- **What is expected**
Update the passage of the column on the diocese and its Covenant starting at "I was right" and ending at "it sealed permanently.", swapping "basketball" for "volleyball".

Document extract below:

BishopAccountability.org
 
  Is Diocese Hewing to 'Covenant'?

By Frank Mickadeit
Orange County Register
September 13, 2007

http://www.ocregister.com/column/brown-deposition-lawyer-1844572-callahan-diocese

I drove to Holy Family Cathedral on Glassell in Orange yesterday morning to see whether the large white placard bearing Bishop Tod Brown's Covenant with the Faithful was still right where he nailed it with great sincerity and humility (and media coverage) on Jan. 18, 2004.

Indeed it was, all seven theses. Let's review a few.

No. 1: "We will continue to do everything possible to help the healing process of the victims of sexual abuse." No. 4: "We will work collaboratively with all members of the Diocese to promote an atmosphere of openness and trust. … No. 5: "We will be open, honest and forthright in our public statements to the media and transparent in our communications with the Catholics of our Diocese." No. 6: "We will restore confidence in our role as Bishops."

I was right there with you, Excellency, a former altar boy believing you were going to do the right thing in the wake of the sex scandals. Now, I'm not so sure.

A diocesan lawyer this week won a ruling temporarily sealing from the public Brown's deposition in a civil case involving a woman who was 15 when she was first sexually abused by a Mater Dei High assistant basketball coach named Jeff Andrade. A hearing will be held this afternoon to determine whether to make all or part of it sealed permanently.

The lawyer, Peter Callahan, released a short statement yesterday saying Brown's "Covenant with the Faithful remains strong." But in Brown's deposition he made some statements pertaining to an employee's health, and those statements might have to remain sealed under state and federal law, Callahan said. "We are asking the Judge at the earliest opportunity to determine whether the … information … may be made public."

As worded, it makes it sound as though the diocese actually favors disclosure – that it is only seeking the judge's ruling in an abundance of caution.

"Why not just have the part about the medical stuff redacted and release the rest?" I asked Callahan yesterday afternoon.

Not so easy, he said. The medical information "was scattered throughout" Brown's testimony.

Well, I said, if the diocese is really committed to the Covenant and its call for openness, why did the bishop fight giving his deposition in the first place?

"He didn't (fight it)," Callahan told me. "I did." And, said the lawyer, he wasn't fighting the deposition, per se, but rather the nature of the deposition – whether the request for it had been legally filed, whether the plaintiffs had the right to ask Brown certain questions.

Hmm, I wondered. Maybe I read right over the part of the Covenant of with the Faithful that says, "… unless my lawyer tells me otherwise."

Brown has got an issue far bigger than any one lawsuit. It is this: How long will the faithful hang in there? How many shots of my-lawyer-made-me-do-it does he think his flock will take? Didn't Jesus drive the lawyers out of the temple? It was the sub prime lenders? Well, same thing. … Anyway, I'm one Catholic who is past the zero-tolerance level when it comes to obfuscation.

Not to worry, Callahan says, all will be revealed shortly. In fact, he says, the diocese is looking forward to a public trial that's scheduled to begin next week. "We're quite prepared to discuss (the incident) in front of a jury."

Well, says I, how about the part of the Covenant that talks about "do(ing) everything possible to help the healing process …"? I mean, there's no doubt the coach and the now-26-year-old woman in this case – called C. R. Doe – had sex over a two-year period. He admitted to it. So why put her through seven days of deposition that included detailed questions about her sex life?

"If anybody has a lawsuit filed against them, the lawyers have an obligation to prepare," Callahan said. Questions about her sex life, he said, were necessary to establish "there is a big difference between someone who is raped and someone who is 16 and chooses to enter into a relationship. … And 'relationship' was a word she used."

Hmm. Where have I heard that kind of defense before?

"This is like Haidl, Part II," Doe's lawyer, John Manly, told me yesterday.

Ah, yes. That's where I heard it before. Paging Joe Cavallo.

End of Document extract.
Material shown below:

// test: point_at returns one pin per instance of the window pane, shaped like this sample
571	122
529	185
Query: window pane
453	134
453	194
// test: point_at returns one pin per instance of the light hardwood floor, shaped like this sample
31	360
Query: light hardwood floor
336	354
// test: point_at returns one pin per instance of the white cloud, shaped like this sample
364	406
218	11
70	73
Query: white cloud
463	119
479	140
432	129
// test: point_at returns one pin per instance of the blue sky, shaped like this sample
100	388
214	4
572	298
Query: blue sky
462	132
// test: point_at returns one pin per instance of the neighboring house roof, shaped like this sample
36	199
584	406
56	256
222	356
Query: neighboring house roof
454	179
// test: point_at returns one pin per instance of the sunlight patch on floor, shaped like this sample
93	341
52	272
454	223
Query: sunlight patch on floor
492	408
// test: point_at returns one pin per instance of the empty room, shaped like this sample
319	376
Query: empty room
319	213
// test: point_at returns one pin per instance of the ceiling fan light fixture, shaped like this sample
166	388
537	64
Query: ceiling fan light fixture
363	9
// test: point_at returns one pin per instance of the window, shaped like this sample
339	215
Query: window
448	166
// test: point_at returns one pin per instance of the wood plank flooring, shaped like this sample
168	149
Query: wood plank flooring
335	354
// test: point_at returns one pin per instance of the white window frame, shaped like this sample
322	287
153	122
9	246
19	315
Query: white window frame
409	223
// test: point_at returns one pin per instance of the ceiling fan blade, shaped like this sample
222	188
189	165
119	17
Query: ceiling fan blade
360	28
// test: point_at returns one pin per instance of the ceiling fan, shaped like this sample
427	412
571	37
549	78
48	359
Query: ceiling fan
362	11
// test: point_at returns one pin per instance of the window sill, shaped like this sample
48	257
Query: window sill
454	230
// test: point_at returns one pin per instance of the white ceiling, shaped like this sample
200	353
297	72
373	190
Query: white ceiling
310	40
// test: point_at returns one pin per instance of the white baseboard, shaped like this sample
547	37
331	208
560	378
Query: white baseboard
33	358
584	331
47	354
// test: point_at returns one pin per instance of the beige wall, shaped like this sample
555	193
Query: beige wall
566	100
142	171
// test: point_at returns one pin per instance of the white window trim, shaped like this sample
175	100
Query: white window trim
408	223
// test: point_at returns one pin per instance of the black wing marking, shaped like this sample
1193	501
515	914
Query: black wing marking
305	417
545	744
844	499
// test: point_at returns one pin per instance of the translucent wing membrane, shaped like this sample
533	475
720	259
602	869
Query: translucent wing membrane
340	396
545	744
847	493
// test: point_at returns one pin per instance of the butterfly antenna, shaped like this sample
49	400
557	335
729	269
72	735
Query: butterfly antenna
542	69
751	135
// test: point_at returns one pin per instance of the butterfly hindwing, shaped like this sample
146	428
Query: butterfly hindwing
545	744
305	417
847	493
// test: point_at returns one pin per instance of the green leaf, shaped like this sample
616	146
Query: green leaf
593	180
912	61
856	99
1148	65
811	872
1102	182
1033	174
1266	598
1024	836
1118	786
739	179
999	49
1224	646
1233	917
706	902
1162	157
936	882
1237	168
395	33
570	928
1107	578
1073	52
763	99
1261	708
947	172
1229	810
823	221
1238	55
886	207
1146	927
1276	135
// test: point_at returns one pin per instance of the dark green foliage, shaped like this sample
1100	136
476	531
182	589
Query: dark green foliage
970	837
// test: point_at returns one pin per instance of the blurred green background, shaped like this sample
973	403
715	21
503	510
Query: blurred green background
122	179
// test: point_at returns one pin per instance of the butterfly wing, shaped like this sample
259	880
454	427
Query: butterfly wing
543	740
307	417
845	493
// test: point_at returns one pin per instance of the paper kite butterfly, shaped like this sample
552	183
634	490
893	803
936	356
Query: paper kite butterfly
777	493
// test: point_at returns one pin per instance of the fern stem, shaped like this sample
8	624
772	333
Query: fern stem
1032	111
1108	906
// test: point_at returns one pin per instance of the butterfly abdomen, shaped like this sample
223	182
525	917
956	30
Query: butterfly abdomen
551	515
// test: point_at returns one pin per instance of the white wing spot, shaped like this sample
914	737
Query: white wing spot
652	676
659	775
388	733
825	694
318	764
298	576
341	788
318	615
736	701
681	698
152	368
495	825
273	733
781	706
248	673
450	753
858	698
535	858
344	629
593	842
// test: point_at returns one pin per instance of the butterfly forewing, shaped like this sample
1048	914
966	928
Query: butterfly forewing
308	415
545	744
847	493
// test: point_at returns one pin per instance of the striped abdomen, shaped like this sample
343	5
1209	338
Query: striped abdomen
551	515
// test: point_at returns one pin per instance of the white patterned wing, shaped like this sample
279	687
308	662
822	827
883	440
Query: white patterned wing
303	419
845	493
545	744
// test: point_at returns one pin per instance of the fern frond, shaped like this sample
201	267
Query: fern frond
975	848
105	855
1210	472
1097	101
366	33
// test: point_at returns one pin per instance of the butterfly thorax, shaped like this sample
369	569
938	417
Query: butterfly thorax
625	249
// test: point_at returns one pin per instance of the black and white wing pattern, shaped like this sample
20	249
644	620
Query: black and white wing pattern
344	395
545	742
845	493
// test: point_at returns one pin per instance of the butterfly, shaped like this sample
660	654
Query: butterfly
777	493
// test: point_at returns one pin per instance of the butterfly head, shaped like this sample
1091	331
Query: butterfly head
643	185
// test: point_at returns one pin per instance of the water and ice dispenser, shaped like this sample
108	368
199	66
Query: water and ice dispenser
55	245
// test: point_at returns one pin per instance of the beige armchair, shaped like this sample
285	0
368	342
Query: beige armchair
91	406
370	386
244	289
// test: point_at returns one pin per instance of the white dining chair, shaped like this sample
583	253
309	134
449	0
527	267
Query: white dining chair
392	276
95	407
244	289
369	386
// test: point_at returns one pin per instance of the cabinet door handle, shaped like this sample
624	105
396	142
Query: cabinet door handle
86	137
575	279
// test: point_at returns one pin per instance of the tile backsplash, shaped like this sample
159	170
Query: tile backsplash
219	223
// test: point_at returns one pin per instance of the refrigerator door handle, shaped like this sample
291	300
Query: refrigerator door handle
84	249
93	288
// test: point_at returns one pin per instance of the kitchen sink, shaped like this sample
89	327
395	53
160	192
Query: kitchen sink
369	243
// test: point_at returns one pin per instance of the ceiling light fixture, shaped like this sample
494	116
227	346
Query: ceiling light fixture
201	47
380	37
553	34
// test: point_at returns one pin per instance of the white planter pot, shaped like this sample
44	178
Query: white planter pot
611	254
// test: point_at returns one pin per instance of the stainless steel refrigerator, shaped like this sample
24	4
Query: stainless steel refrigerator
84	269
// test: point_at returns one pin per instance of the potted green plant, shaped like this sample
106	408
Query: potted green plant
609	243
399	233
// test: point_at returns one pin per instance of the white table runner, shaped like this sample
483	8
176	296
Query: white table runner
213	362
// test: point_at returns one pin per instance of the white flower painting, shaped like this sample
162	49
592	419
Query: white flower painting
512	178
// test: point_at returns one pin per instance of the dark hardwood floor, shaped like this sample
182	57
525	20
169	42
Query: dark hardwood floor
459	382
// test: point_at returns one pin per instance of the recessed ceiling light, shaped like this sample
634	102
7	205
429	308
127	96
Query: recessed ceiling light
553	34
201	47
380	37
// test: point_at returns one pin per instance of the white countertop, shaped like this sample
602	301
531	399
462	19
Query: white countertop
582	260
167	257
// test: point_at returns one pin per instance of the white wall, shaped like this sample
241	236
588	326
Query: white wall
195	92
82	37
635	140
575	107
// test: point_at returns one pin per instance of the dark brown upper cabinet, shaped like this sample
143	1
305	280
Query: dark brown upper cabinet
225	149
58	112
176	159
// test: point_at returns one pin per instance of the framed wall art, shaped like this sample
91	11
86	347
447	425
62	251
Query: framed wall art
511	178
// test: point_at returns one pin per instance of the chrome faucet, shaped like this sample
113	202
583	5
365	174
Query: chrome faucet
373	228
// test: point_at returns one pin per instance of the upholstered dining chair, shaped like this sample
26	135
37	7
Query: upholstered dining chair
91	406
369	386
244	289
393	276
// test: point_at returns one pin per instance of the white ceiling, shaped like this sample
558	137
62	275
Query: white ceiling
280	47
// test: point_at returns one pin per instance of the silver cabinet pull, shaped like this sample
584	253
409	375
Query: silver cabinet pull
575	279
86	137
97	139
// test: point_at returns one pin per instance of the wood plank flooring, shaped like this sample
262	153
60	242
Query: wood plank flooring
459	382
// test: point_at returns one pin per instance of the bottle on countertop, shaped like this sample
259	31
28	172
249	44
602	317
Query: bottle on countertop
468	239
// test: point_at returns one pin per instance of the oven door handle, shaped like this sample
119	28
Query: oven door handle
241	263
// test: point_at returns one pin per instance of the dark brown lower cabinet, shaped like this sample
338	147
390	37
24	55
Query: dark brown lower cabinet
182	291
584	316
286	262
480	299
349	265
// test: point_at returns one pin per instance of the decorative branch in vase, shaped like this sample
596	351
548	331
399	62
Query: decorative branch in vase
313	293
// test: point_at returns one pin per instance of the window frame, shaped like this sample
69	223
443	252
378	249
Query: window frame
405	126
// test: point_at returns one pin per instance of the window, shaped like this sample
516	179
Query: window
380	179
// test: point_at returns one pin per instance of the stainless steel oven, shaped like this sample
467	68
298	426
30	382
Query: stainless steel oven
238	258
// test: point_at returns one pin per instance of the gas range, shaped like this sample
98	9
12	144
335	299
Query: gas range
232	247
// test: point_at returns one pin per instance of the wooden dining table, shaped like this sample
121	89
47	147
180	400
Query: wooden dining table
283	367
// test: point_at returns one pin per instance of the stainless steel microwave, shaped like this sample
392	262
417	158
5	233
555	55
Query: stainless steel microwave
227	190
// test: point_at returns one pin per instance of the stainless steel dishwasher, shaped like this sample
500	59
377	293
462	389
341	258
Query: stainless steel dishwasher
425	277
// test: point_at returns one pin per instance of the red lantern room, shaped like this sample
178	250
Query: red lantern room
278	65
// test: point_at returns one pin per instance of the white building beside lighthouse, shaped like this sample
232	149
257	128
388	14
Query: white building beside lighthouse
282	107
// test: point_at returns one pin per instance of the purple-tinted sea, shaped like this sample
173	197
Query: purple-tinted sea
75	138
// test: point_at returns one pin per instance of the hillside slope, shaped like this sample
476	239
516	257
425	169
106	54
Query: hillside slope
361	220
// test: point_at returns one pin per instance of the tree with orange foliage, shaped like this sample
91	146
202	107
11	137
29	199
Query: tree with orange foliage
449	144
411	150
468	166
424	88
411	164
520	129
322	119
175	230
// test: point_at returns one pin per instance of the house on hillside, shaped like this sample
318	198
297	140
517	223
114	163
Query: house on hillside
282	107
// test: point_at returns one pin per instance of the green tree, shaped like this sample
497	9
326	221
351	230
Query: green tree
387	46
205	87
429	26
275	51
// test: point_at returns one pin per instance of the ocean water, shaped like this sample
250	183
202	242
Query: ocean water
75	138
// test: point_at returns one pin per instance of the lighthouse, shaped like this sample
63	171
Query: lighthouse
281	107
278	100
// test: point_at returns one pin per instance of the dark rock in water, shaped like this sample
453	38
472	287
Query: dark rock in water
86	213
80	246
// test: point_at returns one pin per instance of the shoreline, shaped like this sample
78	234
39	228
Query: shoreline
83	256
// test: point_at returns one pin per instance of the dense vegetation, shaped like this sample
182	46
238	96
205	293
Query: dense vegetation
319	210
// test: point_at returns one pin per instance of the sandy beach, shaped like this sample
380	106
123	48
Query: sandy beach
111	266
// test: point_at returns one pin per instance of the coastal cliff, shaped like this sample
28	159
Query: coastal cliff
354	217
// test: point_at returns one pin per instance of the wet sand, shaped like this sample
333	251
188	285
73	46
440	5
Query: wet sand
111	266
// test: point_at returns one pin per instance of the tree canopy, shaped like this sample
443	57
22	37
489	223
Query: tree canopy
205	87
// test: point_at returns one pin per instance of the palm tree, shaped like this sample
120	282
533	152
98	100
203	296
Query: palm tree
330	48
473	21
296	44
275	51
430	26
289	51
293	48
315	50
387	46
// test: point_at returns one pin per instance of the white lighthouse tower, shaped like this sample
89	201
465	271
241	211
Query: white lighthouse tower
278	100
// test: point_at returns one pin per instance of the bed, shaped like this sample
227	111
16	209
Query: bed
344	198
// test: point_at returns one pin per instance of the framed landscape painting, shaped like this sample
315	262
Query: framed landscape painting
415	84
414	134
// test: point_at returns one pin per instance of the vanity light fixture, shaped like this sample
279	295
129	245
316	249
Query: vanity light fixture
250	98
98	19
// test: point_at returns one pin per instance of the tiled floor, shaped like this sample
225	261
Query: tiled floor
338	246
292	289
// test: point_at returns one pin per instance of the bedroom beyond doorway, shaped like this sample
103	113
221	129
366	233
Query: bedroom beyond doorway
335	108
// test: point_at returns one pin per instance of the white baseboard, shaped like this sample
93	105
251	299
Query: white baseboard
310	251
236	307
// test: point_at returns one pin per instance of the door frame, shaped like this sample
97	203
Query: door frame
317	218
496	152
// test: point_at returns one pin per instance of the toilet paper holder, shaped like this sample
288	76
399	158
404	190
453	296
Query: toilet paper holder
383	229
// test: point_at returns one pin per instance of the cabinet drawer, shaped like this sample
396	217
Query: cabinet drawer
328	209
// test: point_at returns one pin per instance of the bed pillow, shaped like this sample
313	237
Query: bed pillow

End of Material shown.

- **Written answer**
I was right there with you, Excellency, a former altar boy believing you were going to do the right thing in the wake of the sex scandals. Now, I'm not so sure.

A diocesan lawyer this week won a ruling temporarily sealing from the public Brown's deposition in a civil case involving a woman who was 15 when she was first sexually abused by a Mater Dei High assistant volleyball coach named Jeff Andrade. A hearing will be held this afternoon to determine whether to make all or part of it sealed permanently.